---- Page extract
This invention relates to a method of monitoring specific continuous steel casting machine parameters and using this information to predict the possibility for a rupture to occur in a solidified steel shell prior to actual occurrence such that action can be taken to avoid the rupture.
Continuous steel casting, in the iron and steel industry, is the process of converting liquid steel into solid steel slabs or strands. This transformation of state from liquid to solid is achieved through a process known as continuous casting. In this process, the liquid steel is continuously poured into an open copper mould. Cooling water is supplied internally to the mould walls so that liquid steel in contact with the copper mould solidifies forming a solid shell that contains liquid steel within the interior of the cast strand. The solidified steel shell is continuously withdrawn from the mould into additional cooling chambers of the caster, where the remaining internal liquid steel solidifies under controlled cooling conditions.
--------
Aim 1: Collect every line of the rows that contains the string "task". Matching is case-sensitive.
Aim 2: Extend the continuous steel casting passage from its final sentence onward.
The steel casting passage and the rows were taken from unrelated sources.
---- Records shown
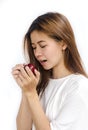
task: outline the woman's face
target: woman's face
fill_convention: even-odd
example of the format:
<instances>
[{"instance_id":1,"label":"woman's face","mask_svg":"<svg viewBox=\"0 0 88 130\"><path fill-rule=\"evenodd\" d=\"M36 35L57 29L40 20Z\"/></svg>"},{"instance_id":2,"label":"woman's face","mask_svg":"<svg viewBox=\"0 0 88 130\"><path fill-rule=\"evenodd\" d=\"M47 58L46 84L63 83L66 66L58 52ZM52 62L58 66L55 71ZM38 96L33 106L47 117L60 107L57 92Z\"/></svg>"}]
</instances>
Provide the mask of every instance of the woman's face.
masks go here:
<instances>
[{"instance_id":1,"label":"woman's face","mask_svg":"<svg viewBox=\"0 0 88 130\"><path fill-rule=\"evenodd\" d=\"M44 69L49 70L61 67L64 64L64 53L66 45L56 42L43 32L33 31L31 33L31 44L35 58L40 62Z\"/></svg>"}]
</instances>

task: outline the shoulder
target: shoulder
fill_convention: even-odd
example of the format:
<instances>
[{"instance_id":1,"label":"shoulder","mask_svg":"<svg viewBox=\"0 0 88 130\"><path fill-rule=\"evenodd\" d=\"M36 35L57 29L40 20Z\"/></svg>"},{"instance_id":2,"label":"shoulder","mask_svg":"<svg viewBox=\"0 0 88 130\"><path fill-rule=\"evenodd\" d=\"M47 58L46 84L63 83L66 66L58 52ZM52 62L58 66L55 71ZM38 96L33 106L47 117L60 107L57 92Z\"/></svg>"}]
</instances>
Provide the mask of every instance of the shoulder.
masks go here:
<instances>
[{"instance_id":1,"label":"shoulder","mask_svg":"<svg viewBox=\"0 0 88 130\"><path fill-rule=\"evenodd\" d=\"M81 74L73 74L66 82L63 91L65 94L88 93L88 78Z\"/></svg>"}]
</instances>

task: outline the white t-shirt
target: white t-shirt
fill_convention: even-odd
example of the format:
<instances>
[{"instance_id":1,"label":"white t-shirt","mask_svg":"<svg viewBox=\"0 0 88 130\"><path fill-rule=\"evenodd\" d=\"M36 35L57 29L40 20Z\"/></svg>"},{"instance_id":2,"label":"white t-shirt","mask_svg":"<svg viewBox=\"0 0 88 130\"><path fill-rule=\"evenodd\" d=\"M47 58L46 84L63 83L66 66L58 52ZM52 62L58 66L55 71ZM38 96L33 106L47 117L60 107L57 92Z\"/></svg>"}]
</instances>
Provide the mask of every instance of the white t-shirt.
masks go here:
<instances>
[{"instance_id":1,"label":"white t-shirt","mask_svg":"<svg viewBox=\"0 0 88 130\"><path fill-rule=\"evenodd\" d=\"M88 79L84 76L50 79L40 102L51 130L88 130Z\"/></svg>"}]
</instances>

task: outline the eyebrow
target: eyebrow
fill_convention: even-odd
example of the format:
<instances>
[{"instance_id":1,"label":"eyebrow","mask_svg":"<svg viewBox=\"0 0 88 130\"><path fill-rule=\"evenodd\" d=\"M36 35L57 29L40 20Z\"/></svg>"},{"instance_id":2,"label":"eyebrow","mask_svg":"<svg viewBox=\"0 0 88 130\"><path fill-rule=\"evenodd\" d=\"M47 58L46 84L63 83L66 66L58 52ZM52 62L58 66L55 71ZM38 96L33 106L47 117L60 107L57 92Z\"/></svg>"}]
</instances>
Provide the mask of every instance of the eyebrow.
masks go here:
<instances>
[{"instance_id":1,"label":"eyebrow","mask_svg":"<svg viewBox=\"0 0 88 130\"><path fill-rule=\"evenodd\" d=\"M39 44L39 43L41 43L41 42L45 42L44 40L40 40L40 41L38 41L37 43ZM35 43L32 43L32 44L35 44Z\"/></svg>"}]
</instances>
--------
Result 1:
task: outline the woman's face
task: outline the shoulder
task: outline the white t-shirt
task: outline the eyebrow

Result 2:
During the casting process, ruptures in the solidifying shell can occur due to localized liquid steel not solidifying properly. When such a rupture reaches the end of the mould, molten steel spills through the rupture and causes extensive damage to the caster. This phenomenon is known as a breakout. Breakouts result in a large maintenance cost and production losses and can lead to hazardous conditions that adversely impact production safety. Breakouts can be avoided if the casting speed is reduced whenever the steel does not solidify properly. Reduction in casting speed gives more time for the steel to solidify and also reduces productivity. To avoid the occurrence of a breakout, it is critical to predict improper solidification of the steel shell with enough lead time to take corrective action.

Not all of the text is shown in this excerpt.